◆ Your tasks
a – Revise the stretch of the tribute to Calvin from "When Calvin was" through "U Neurology Clinic.", replacing "fighter" with "battler".
b – Carry on the tribute to Calvin from the point where it stops.

◆ Source document
Calvin loved sports including skiing, hiking, fishing, and especially golf. He worked continually to improve his swing, and one year won the Mantua golf tournament. During his golfing career he made three holes-in-one. But his favorite sport was undoubtedly basketball. He was a Jazz fan who not only loved watching games on TV but also regularly played the game at the gym. At 6’ 3” he was proud of his ability to dunk the ball.

Calvin will be remembered by his children as a fun-loving father and grandfather. He enjoyed a good laugh, and would tell the same old family jokes on trips to St. George with his family. Despite his waning mobility, he enjoyed entertaining his grandkids when they visited him. He once allowed a very young Jude to feed him French fries, ordering his gramps to “Eat it, Gwampa,” then let the fries dangle from his mouth, sending everyone into a fit of giggles. He listened patiently to Kieran’s long monologs about his adventures in gaming and offered comments that made Kieran feel like the most important little guy in the world. Calvin webcammed with his grandkids almost every weekend and would laugh and cheer on the boys when they danced around the room, sang songs, and told stories. He didn’t get to spend nearly enough time with them, as they lived in faraway Chicago, but that didn’t mean he loved them any less. He had giant canvas photos of both grandkids on his bedroom wall. We like to think they were one of the last things he saw when he passed from this life.

He and his daughter Britt shared a special connection through music. He loved to listen to her compositions and always encouraged her efforts. Classical music was his faithful, constant companion, but never more so than when he was robbed of his mobility. As the old nursery rhyme reads, “…he shall have music wherever he goes.”

When Calvin was no longer able to work, due to his disease, he resided in a series of assisted living facilities in Salt Lake City and Roy, until he was referred to a private nursing facility in Farr West, where he received personal care until the day of his passing.

Above all, Calvin was a fighter. He railed against the U.S. health care system that impoverished and neglected its citizens. He wrote letters to authorities and researched alternatives, even turning to health care entities in foreign countries for help. He once (jokingly) said he was angry at his ancestors for ever leaving Sweden and Denmark, where health care is a right, not a privilege. But he also did everything he could to mitigate his decline. He continued to exercise, swim, participate in therapy and undergo biannual analysis by a physician at the U of U Neurology Clinic.

◆ Dataset extract
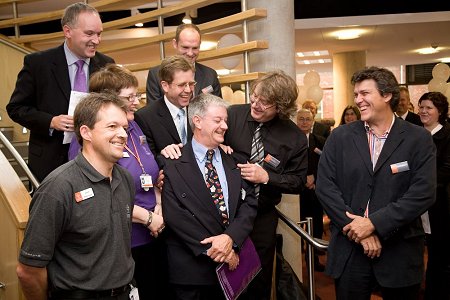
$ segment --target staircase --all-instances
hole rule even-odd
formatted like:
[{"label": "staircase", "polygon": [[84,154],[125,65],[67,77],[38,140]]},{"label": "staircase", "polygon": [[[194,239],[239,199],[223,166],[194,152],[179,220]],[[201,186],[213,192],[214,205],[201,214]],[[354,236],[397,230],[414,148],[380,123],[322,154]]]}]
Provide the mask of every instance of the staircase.
[{"label": "staircase", "polygon": [[[0,132],[11,142],[14,148],[19,152],[20,156],[24,159],[25,162],[28,162],[28,142],[17,142],[14,141],[14,128],[11,127],[0,127]],[[9,163],[13,167],[16,174],[19,176],[20,180],[25,185],[28,191],[30,191],[30,181],[25,173],[25,171],[21,168],[21,166],[14,159],[14,156],[8,150],[7,147],[0,140],[0,150],[3,152],[5,157],[8,159]]]}]

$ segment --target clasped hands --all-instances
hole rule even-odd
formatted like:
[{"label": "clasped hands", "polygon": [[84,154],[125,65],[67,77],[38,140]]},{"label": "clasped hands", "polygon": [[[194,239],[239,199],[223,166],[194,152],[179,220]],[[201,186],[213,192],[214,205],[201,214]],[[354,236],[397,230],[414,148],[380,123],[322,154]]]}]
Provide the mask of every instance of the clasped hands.
[{"label": "clasped hands", "polygon": [[346,212],[345,214],[352,219],[352,221],[344,226],[342,233],[345,234],[349,240],[361,244],[364,249],[364,254],[368,257],[380,257],[382,248],[381,243],[378,236],[374,233],[375,227],[370,219],[349,212]]},{"label": "clasped hands", "polygon": [[228,268],[233,271],[239,265],[239,255],[233,250],[233,240],[227,234],[219,234],[208,237],[202,241],[201,244],[211,244],[211,247],[206,251],[212,260],[218,263],[227,263]]}]

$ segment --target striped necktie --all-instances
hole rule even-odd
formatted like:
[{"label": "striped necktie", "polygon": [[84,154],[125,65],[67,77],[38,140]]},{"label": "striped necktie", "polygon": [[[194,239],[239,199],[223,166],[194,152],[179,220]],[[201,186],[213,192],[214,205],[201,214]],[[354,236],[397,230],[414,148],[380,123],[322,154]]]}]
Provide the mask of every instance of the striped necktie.
[{"label": "striped necktie", "polygon": [[[256,127],[255,133],[252,139],[252,152],[250,153],[250,162],[262,166],[264,160],[264,145],[262,143],[261,137],[261,127],[263,123],[259,123]],[[259,198],[259,183],[255,183],[255,196],[256,199]]]}]

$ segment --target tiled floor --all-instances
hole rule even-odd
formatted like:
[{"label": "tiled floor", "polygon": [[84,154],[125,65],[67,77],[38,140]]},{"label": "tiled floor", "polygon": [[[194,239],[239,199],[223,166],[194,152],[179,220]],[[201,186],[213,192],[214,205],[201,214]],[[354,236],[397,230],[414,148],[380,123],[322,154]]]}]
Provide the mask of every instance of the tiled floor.
[{"label": "tiled floor", "polygon": [[[327,235],[324,236],[324,239],[327,238]],[[426,265],[427,254],[425,253],[424,260]],[[326,264],[326,255],[319,256],[320,262],[325,265]],[[308,282],[307,276],[308,272],[306,270],[306,263],[303,260],[303,283]],[[334,292],[334,281],[323,272],[314,272],[315,273],[315,287],[316,287],[316,300],[333,300],[336,299],[336,295]],[[423,285],[422,285],[423,286]],[[371,300],[381,300],[383,299],[380,294],[372,295]],[[420,298],[423,299],[423,298]]]}]

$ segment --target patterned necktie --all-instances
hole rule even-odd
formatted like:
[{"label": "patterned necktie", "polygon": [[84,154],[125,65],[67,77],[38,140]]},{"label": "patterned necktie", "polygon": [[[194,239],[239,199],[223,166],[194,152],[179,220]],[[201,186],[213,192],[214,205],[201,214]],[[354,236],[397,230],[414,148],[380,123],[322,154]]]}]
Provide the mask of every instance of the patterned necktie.
[{"label": "patterned necktie", "polygon": [[184,111],[184,109],[180,108],[177,116],[178,116],[178,129],[180,130],[180,138],[181,138],[181,142],[184,144],[186,144],[186,128],[184,126],[184,115],[186,114],[186,112]]},{"label": "patterned necktie", "polygon": [[209,189],[214,205],[217,207],[219,214],[222,216],[222,223],[228,225],[228,212],[223,198],[222,186],[220,185],[219,175],[217,175],[216,168],[212,164],[214,150],[206,152],[205,161],[205,175],[206,187]]},{"label": "patterned necktie", "polygon": [[[261,127],[263,123],[259,123],[256,127],[255,133],[252,139],[252,152],[250,153],[250,162],[262,166],[264,160],[264,145],[261,137]],[[259,183],[255,183],[255,196],[259,199]]]},{"label": "patterned necktie", "polygon": [[75,73],[75,82],[73,84],[73,90],[78,92],[87,93],[87,81],[86,73],[84,73],[83,66],[84,60],[80,59],[75,62],[77,65],[77,72]]}]

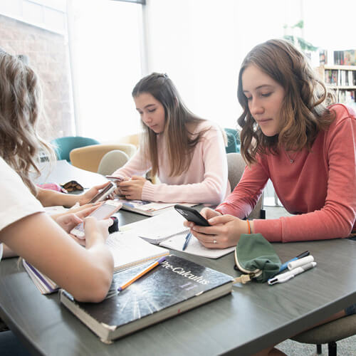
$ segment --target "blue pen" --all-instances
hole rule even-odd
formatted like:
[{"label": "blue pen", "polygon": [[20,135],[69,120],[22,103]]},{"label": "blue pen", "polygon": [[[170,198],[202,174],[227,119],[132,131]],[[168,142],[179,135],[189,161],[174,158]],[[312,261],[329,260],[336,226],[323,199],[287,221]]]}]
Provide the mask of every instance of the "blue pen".
[{"label": "blue pen", "polygon": [[183,245],[183,248],[182,248],[182,251],[184,251],[187,248],[187,246],[188,246],[191,237],[192,237],[192,233],[189,231],[185,236],[185,241],[184,244]]},{"label": "blue pen", "polygon": [[303,257],[305,257],[306,256],[309,256],[309,254],[310,254],[310,252],[308,251],[305,251],[303,253],[300,253],[300,255],[298,255],[296,257],[294,257],[294,258],[292,258],[291,260],[287,261],[287,262],[285,262],[284,263],[282,264],[282,266],[281,266],[279,271],[276,274],[280,273],[281,272],[282,272],[285,269],[287,269],[288,263],[290,262],[292,262],[293,261],[295,261],[295,260],[299,260],[300,258],[303,258]]}]

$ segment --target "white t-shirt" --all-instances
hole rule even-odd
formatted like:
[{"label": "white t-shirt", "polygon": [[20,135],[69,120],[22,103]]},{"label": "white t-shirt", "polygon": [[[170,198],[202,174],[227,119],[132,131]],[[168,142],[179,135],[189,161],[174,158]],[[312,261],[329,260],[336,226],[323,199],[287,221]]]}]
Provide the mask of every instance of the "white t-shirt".
[{"label": "white t-shirt", "polygon": [[[0,157],[0,231],[28,215],[44,211],[20,176]],[[0,244],[0,260],[2,256]]]}]

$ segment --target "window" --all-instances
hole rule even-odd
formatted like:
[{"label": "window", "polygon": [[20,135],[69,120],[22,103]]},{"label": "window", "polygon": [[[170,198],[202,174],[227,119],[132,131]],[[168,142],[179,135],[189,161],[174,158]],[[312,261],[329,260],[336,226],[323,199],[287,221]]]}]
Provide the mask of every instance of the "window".
[{"label": "window", "polygon": [[68,15],[77,135],[105,142],[137,132],[142,6],[75,0]]}]

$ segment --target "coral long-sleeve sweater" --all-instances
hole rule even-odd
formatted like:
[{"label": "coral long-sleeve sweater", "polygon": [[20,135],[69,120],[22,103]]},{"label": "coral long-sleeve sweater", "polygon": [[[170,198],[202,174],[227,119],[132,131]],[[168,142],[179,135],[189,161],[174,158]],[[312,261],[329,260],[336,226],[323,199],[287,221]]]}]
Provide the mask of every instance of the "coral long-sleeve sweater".
[{"label": "coral long-sleeve sweater", "polygon": [[269,241],[342,238],[356,228],[356,114],[340,104],[336,117],[318,133],[312,149],[290,155],[256,157],[241,180],[216,210],[244,218],[252,210],[268,178],[293,216],[255,219],[255,233]]},{"label": "coral long-sleeve sweater", "polygon": [[[167,203],[186,202],[217,205],[230,193],[227,179],[227,161],[221,130],[213,122],[202,120],[194,133],[207,130],[195,146],[188,169],[179,176],[171,177],[170,162],[166,154],[164,135],[157,136],[158,178],[161,183],[147,181],[142,200]],[[151,169],[151,162],[139,149],[132,158],[112,175],[124,177],[143,174]]]}]

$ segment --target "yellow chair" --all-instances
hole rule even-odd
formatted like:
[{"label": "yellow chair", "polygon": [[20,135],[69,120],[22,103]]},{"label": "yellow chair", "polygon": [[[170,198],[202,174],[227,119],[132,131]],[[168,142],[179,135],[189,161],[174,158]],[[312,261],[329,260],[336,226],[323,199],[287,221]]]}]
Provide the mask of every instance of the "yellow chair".
[{"label": "yellow chair", "polygon": [[114,150],[105,153],[101,159],[98,173],[103,175],[112,174],[116,169],[121,168],[129,160],[126,153],[120,150]]},{"label": "yellow chair", "polygon": [[117,140],[120,143],[130,143],[138,147],[140,144],[140,134],[129,135]]},{"label": "yellow chair", "polygon": [[72,150],[69,156],[73,166],[96,173],[104,155],[114,150],[124,152],[130,158],[137,148],[134,145],[129,143],[93,145]]}]

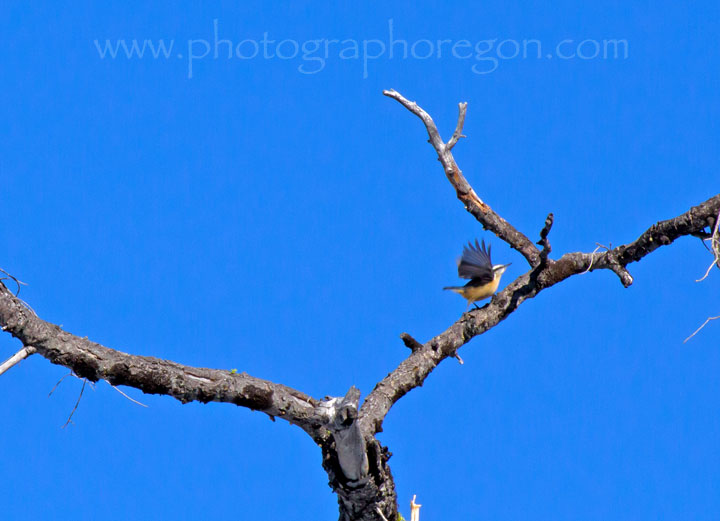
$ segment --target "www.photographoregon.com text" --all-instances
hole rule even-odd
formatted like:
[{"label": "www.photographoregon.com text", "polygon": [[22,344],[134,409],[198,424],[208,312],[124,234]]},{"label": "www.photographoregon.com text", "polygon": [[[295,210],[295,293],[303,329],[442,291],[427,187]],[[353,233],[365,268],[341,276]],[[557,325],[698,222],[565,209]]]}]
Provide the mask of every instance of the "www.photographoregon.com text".
[{"label": "www.photographoregon.com text", "polygon": [[185,60],[188,78],[193,77],[200,60],[292,60],[300,62],[296,69],[301,74],[322,72],[331,59],[353,60],[367,78],[372,62],[382,59],[463,60],[471,62],[474,74],[482,75],[495,72],[501,62],[509,60],[626,60],[629,55],[628,41],[619,38],[567,38],[547,44],[534,38],[406,40],[397,37],[392,18],[387,21],[384,39],[277,39],[268,32],[257,39],[231,39],[214,19],[211,38],[179,43],[175,39],[93,40],[101,60]]}]

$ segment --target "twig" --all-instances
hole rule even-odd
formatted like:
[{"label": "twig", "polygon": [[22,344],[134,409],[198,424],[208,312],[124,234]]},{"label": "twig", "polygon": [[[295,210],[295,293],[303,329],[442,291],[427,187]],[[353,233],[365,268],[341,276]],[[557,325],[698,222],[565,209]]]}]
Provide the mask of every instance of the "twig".
[{"label": "twig", "polygon": [[382,518],[383,521],[387,521],[387,517],[385,517],[385,514],[382,513],[380,507],[375,507],[375,511],[378,513],[378,515]]},{"label": "twig", "polygon": [[0,278],[0,280],[12,279],[13,282],[15,282],[15,284],[17,284],[18,289],[15,292],[15,296],[17,297],[20,294],[20,286],[27,286],[27,284],[25,284],[23,281],[19,280],[17,277],[10,275],[7,271],[5,271],[2,268],[0,268],[0,271],[2,271],[5,275],[7,275],[7,277],[2,277],[2,278]]},{"label": "twig", "polygon": [[455,132],[453,132],[452,137],[450,138],[450,141],[447,142],[445,145],[448,150],[452,150],[455,144],[458,142],[458,140],[461,137],[467,137],[464,136],[462,133],[462,128],[465,126],[465,114],[467,114],[467,103],[458,103],[458,123],[455,127]]},{"label": "twig", "polygon": [[554,221],[555,216],[552,213],[549,213],[548,216],[545,218],[545,226],[543,226],[543,229],[540,230],[540,240],[535,243],[539,244],[543,248],[540,252],[540,264],[543,265],[547,262],[547,257],[552,251],[552,246],[550,245],[550,241],[548,240],[547,236],[552,229]]},{"label": "twig", "polygon": [[67,378],[68,376],[72,376],[72,375],[73,375],[73,374],[72,374],[72,371],[70,371],[68,374],[66,374],[65,376],[63,376],[62,378],[60,378],[60,380],[58,380],[57,383],[55,384],[55,387],[53,387],[53,388],[50,390],[50,392],[48,393],[48,398],[50,398],[50,397],[52,396],[52,393],[55,392],[55,389],[57,389],[57,386],[60,385],[60,384],[62,383],[62,381],[65,380],[65,378]]},{"label": "twig", "polygon": [[690,335],[690,336],[687,337],[685,340],[683,340],[683,344],[684,344],[685,342],[687,342],[688,340],[690,340],[690,339],[691,339],[692,337],[694,337],[695,335],[697,335],[697,334],[700,332],[700,330],[707,325],[708,322],[710,322],[711,320],[717,320],[718,318],[720,318],[720,315],[718,315],[718,316],[716,316],[716,317],[708,317],[708,319],[707,319],[705,322],[703,322],[703,325],[702,325],[702,326],[700,326],[699,328],[697,328],[697,330],[696,330],[692,335]]},{"label": "twig", "polygon": [[25,360],[28,356],[35,353],[37,349],[35,349],[33,346],[25,346],[20,351],[12,355],[10,358],[5,360],[2,365],[0,365],[0,374],[3,374],[5,371],[13,367],[14,365],[19,364],[23,360]]},{"label": "twig", "polygon": [[718,268],[720,268],[720,234],[718,233],[718,224],[720,224],[720,212],[718,212],[717,217],[715,217],[715,226],[713,227],[713,231],[710,234],[710,237],[703,240],[703,244],[705,244],[705,241],[710,241],[709,249],[713,253],[713,261],[710,263],[710,266],[708,266],[705,275],[703,275],[701,279],[698,279],[695,282],[702,282],[703,280],[705,280],[707,276],[710,275],[710,270],[713,266],[717,266]]},{"label": "twig", "polygon": [[[109,384],[109,385],[110,385],[110,387],[112,387],[113,389],[115,389],[117,392],[119,392],[120,394],[122,394],[125,398],[127,398],[127,399],[130,400],[131,402],[136,403],[136,404],[138,404],[138,405],[141,405],[141,406],[147,408],[147,405],[145,405],[144,403],[140,403],[140,402],[138,402],[137,400],[134,400],[134,399],[130,398],[127,394],[125,394],[124,392],[122,392],[120,389],[118,389],[117,387],[115,387],[113,384]],[[275,421],[275,418],[273,418],[273,421]]]},{"label": "twig", "polygon": [[582,275],[584,275],[585,273],[589,273],[589,272],[590,272],[590,270],[592,269],[592,265],[593,265],[593,263],[595,262],[595,254],[597,253],[597,251],[598,251],[600,248],[605,248],[606,250],[610,251],[610,249],[609,249],[607,246],[603,246],[602,244],[597,243],[597,242],[596,242],[595,244],[597,244],[598,247],[595,248],[595,249],[592,251],[592,253],[590,254],[590,265],[588,266],[588,269],[586,269],[585,271],[582,272]]},{"label": "twig", "polygon": [[467,104],[460,103],[460,114],[458,116],[458,123],[455,127],[455,132],[450,138],[450,141],[446,144],[443,143],[443,140],[440,137],[440,132],[438,131],[435,122],[430,117],[430,114],[425,112],[417,103],[406,99],[402,94],[392,89],[384,90],[383,94],[388,98],[394,99],[422,120],[425,125],[425,129],[427,130],[428,137],[430,138],[429,142],[435,149],[438,159],[440,160],[440,164],[442,164],[443,170],[445,171],[445,176],[448,178],[448,181],[450,181],[453,188],[455,188],[455,194],[465,205],[465,209],[470,212],[485,229],[490,230],[500,239],[507,242],[510,247],[519,251],[522,256],[527,259],[531,266],[537,266],[540,262],[540,252],[532,241],[523,233],[519,232],[512,224],[495,213],[495,211],[490,208],[490,205],[480,199],[475,190],[473,190],[473,187],[470,186],[470,183],[468,183],[467,179],[465,179],[460,167],[458,167],[455,162],[455,158],[452,155],[452,147],[455,146],[458,139],[462,136],[462,127],[465,122]]},{"label": "twig", "polygon": [[410,521],[420,521],[420,507],[415,503],[415,495],[413,495],[412,501],[410,501]]},{"label": "twig", "polygon": [[86,383],[87,383],[87,380],[85,378],[83,378],[83,386],[82,386],[82,389],[80,389],[80,394],[78,395],[78,400],[77,400],[77,402],[75,402],[75,407],[73,407],[73,410],[70,411],[70,416],[68,416],[68,420],[65,422],[65,425],[62,426],[63,429],[65,427],[67,427],[69,423],[72,423],[72,415],[75,414],[75,411],[77,411],[78,405],[80,405],[80,399],[82,398],[83,391],[85,391]]}]

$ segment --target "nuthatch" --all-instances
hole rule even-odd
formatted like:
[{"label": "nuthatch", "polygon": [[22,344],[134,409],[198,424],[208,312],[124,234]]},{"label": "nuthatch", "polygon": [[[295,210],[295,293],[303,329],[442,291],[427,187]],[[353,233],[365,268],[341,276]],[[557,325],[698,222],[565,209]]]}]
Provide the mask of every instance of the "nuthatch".
[{"label": "nuthatch", "polygon": [[[510,264],[495,264],[490,260],[490,246],[485,249],[485,241],[482,247],[475,239],[475,246],[471,242],[463,246],[463,254],[458,259],[458,276],[462,279],[470,279],[464,286],[447,286],[449,289],[459,293],[470,304],[492,297],[500,284],[500,277]],[[477,305],[475,305],[477,307]]]}]

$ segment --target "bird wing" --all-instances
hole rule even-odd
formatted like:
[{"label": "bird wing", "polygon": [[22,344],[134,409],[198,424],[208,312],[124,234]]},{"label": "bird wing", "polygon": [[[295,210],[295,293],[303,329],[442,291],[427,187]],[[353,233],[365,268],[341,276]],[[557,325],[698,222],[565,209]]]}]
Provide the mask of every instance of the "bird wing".
[{"label": "bird wing", "polygon": [[490,282],[493,280],[492,261],[490,260],[490,247],[485,248],[485,241],[482,247],[475,239],[475,245],[471,242],[463,246],[463,254],[458,259],[458,276],[463,279],[482,279]]}]

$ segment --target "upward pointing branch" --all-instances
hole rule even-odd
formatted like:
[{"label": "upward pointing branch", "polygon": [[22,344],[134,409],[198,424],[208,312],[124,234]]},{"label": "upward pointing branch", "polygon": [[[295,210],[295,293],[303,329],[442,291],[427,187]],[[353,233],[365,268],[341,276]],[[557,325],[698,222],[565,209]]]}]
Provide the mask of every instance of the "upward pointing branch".
[{"label": "upward pointing branch", "polygon": [[540,264],[540,252],[532,241],[515,229],[512,224],[495,213],[487,203],[480,199],[455,162],[455,158],[452,155],[452,148],[460,137],[463,137],[462,129],[465,123],[467,103],[460,103],[458,123],[455,132],[446,144],[440,137],[440,132],[433,119],[417,103],[407,100],[402,94],[395,90],[384,90],[383,94],[401,103],[425,124],[428,136],[430,137],[430,144],[435,149],[435,152],[437,152],[438,159],[445,170],[445,175],[455,188],[457,198],[465,205],[465,209],[483,225],[483,228],[490,230],[500,239],[507,242],[510,247],[519,251],[522,256],[527,259],[528,263],[530,263],[530,266],[534,267]]}]

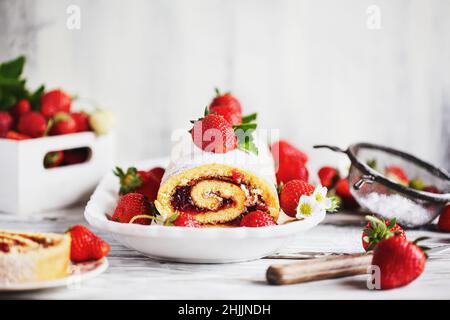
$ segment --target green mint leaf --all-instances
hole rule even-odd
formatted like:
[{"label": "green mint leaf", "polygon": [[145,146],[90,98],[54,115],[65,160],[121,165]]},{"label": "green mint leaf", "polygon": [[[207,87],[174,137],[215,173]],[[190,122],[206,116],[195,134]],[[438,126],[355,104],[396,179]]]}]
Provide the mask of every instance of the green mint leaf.
[{"label": "green mint leaf", "polygon": [[236,130],[243,130],[244,132],[252,130],[254,131],[258,125],[256,123],[243,123],[239,125],[234,125],[233,129]]},{"label": "green mint leaf", "polygon": [[0,64],[0,76],[10,79],[19,79],[25,65],[25,57],[20,56],[14,60]]},{"label": "green mint leaf", "polygon": [[250,123],[252,121],[255,121],[257,117],[258,117],[258,114],[256,112],[252,113],[252,114],[249,114],[249,115],[246,115],[246,116],[243,116],[242,117],[242,123],[243,124]]},{"label": "green mint leaf", "polygon": [[238,143],[238,149],[245,152],[253,153],[254,155],[258,155],[258,148],[256,147],[253,140],[251,141],[247,140],[242,143]]}]

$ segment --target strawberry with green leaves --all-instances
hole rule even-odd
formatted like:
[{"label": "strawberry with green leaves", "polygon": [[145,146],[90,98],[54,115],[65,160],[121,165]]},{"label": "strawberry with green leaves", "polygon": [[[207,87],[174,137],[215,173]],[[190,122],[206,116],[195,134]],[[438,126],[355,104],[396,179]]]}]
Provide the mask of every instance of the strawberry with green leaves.
[{"label": "strawberry with green leaves", "polygon": [[291,180],[308,182],[309,172],[306,168],[308,156],[286,140],[280,140],[270,146],[276,166],[277,183],[286,184]]},{"label": "strawberry with green leaves", "polygon": [[405,286],[417,279],[425,269],[426,247],[403,237],[390,237],[380,241],[373,252],[372,265],[380,268],[381,289]]},{"label": "strawberry with green leaves", "polygon": [[77,123],[69,113],[58,112],[52,119],[53,124],[50,128],[50,135],[56,136],[77,132]]},{"label": "strawberry with green leaves", "polygon": [[225,118],[232,126],[242,123],[242,110],[239,101],[230,93],[224,95],[216,88],[216,97],[209,105],[209,113]]},{"label": "strawberry with green leaves", "polygon": [[406,239],[405,231],[397,224],[397,220],[383,220],[374,216],[366,216],[368,220],[362,234],[362,245],[364,250],[371,251],[376,245],[390,237],[401,237]]},{"label": "strawberry with green leaves", "polygon": [[36,111],[25,113],[19,119],[18,129],[32,138],[42,137],[47,133],[47,119]]},{"label": "strawberry with green leaves", "polygon": [[227,153],[236,148],[258,154],[254,143],[253,132],[257,124],[257,114],[244,116],[241,123],[232,125],[222,115],[210,113],[205,109],[204,117],[193,120],[193,128],[189,131],[194,144],[206,152]]},{"label": "strawberry with green leaves", "polygon": [[214,111],[217,107],[227,107],[234,110],[237,113],[242,114],[241,103],[230,92],[222,94],[218,88],[216,90],[216,96],[209,105],[209,109]]},{"label": "strawberry with green leaves", "polygon": [[127,171],[116,167],[114,174],[120,179],[121,195],[129,192],[143,194],[149,201],[155,201],[165,170],[160,167],[148,171],[130,167]]},{"label": "strawberry with green leaves", "polygon": [[155,216],[152,203],[140,193],[127,193],[119,198],[111,220],[120,223],[136,223],[149,225],[151,219],[146,217]]},{"label": "strawberry with green leaves", "polygon": [[286,183],[280,193],[280,206],[288,216],[295,217],[300,197],[313,194],[315,187],[302,180],[291,180]]},{"label": "strawberry with green leaves", "polygon": [[70,112],[72,98],[61,89],[55,89],[41,96],[41,113],[50,119],[58,112]]},{"label": "strawberry with green leaves", "polygon": [[227,153],[236,149],[237,138],[233,127],[224,117],[207,114],[194,123],[192,141],[200,149],[213,153]]},{"label": "strawberry with green leaves", "polygon": [[72,112],[70,114],[76,123],[77,132],[91,131],[89,124],[89,114],[84,111]]},{"label": "strawberry with green leaves", "polygon": [[17,103],[9,110],[9,113],[14,119],[14,123],[17,124],[20,117],[27,112],[31,111],[30,101],[27,99],[20,99]]}]

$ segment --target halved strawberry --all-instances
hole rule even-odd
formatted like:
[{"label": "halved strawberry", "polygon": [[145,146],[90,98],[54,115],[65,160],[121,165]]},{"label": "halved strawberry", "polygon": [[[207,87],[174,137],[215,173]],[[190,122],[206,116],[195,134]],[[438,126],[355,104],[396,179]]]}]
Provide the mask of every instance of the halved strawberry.
[{"label": "halved strawberry", "polygon": [[382,240],[373,253],[372,265],[380,268],[381,289],[392,289],[409,284],[425,269],[425,248],[402,237]]},{"label": "halved strawberry", "polygon": [[138,171],[134,167],[128,168],[126,172],[119,167],[114,170],[114,174],[120,179],[120,194],[136,192],[146,196],[149,201],[155,201],[164,172],[160,167],[149,171]]},{"label": "halved strawberry", "polygon": [[[130,223],[137,216],[154,216],[155,212],[147,198],[140,193],[127,193],[119,198],[112,220],[120,223]],[[133,219],[132,223],[149,225],[152,220],[147,217]]]},{"label": "halved strawberry", "polygon": [[99,260],[108,255],[110,251],[109,244],[85,226],[75,225],[67,232],[72,238],[70,259],[73,262]]}]

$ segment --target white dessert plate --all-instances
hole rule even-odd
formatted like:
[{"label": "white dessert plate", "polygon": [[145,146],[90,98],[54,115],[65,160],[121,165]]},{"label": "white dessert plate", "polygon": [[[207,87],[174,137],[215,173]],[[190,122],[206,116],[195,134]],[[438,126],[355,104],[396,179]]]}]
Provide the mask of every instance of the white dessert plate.
[{"label": "white dessert plate", "polygon": [[106,258],[91,261],[72,264],[67,277],[55,280],[30,282],[30,283],[0,283],[0,292],[7,291],[31,291],[31,290],[43,290],[57,287],[74,288],[78,286],[82,281],[92,279],[108,269],[108,260]]},{"label": "white dessert plate", "polygon": [[[138,168],[165,166],[165,159],[145,161]],[[323,215],[263,228],[183,228],[124,224],[108,219],[118,198],[118,180],[112,172],[103,177],[84,216],[94,227],[110,232],[125,246],[152,258],[188,263],[229,263],[274,254],[294,237],[319,224]]]}]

◆ Task results
a –
When Calvin was no longer able to work, due to his disease, he resided in a series of assisted living facilities in Salt Lake City and Roy, until he was referred to a private nursing facility in Farr West, where he received personal care until the day of his passing.

Above all, Calvin was a battler. He railed against the U.S. health care system that impoverished and neglected its citizens. He wrote letters to authorities and researched alternatives, even turning to health care entities in foreign countries for help. He once (jokingly) said he was angry at his ancestors for ever leaving Sweden and Denmark, where health care is a right, not a privilege. But he also did everything he could to mitigate his decline. He continued to exercise, swim, participate in therapy and undergo biannual analysis by a physician at the U of U Neurology Clinic.

b –
Calvin may have lost his ability to walk, but his mind was razor sharp. He spent his days on the computer pursuing his interests, which included doing research on the Internet, listening to classical music, and competing against his sister Linda in online Scrabble games, which he invariably won. (His sister teasingly accused him of cheating.)

Thanks to his research and study he was knowledgeable about world history, science, religion and politics. While Calvin was a serious scholar, he also had an infectious sense of humor, finding amusement in human foibles and the absurdity of life. When confronted with troubling news or any farcical situation, he would inevitably comment, “It’s all part of life’s rich pageantry.”

Calvin will be sorely missed by his family and friends, who are forever grateful to have known him and been a part of his life. Special thanks to Hannah Anderson and her team of caregivers at Memory Lane Care Home and to Hearts for Hospice for taking such good care of him during his last days.  Thanks also to Mike Neilson of Smithfield, Utah, for his care, concern and devotion to Calvin over the many years of their friendship.

Calvin is survived by his wife, children, and his two grandchildren, and his five siblings: Tracy Petersen (Linda Smith), Linda Marion, Becky (Curt Canning), Brian Petersen (Linda Johnson), and Dana Petersen (Judy Mason); and nieces and nephews: Michelle Petersen, Christopher A. Canning, Peter D. Canning, Anna Petersen, Devin Petersen, and Mason Petersen.

Funeral services will not be held due to COVID-19; the family will commemorate Calvin privately.

In recognition of Calvin’s remarkable life, donations may be made to the National M.S. Society.

Condolences and memories may be shared with the family at Aaron’s Mortuary.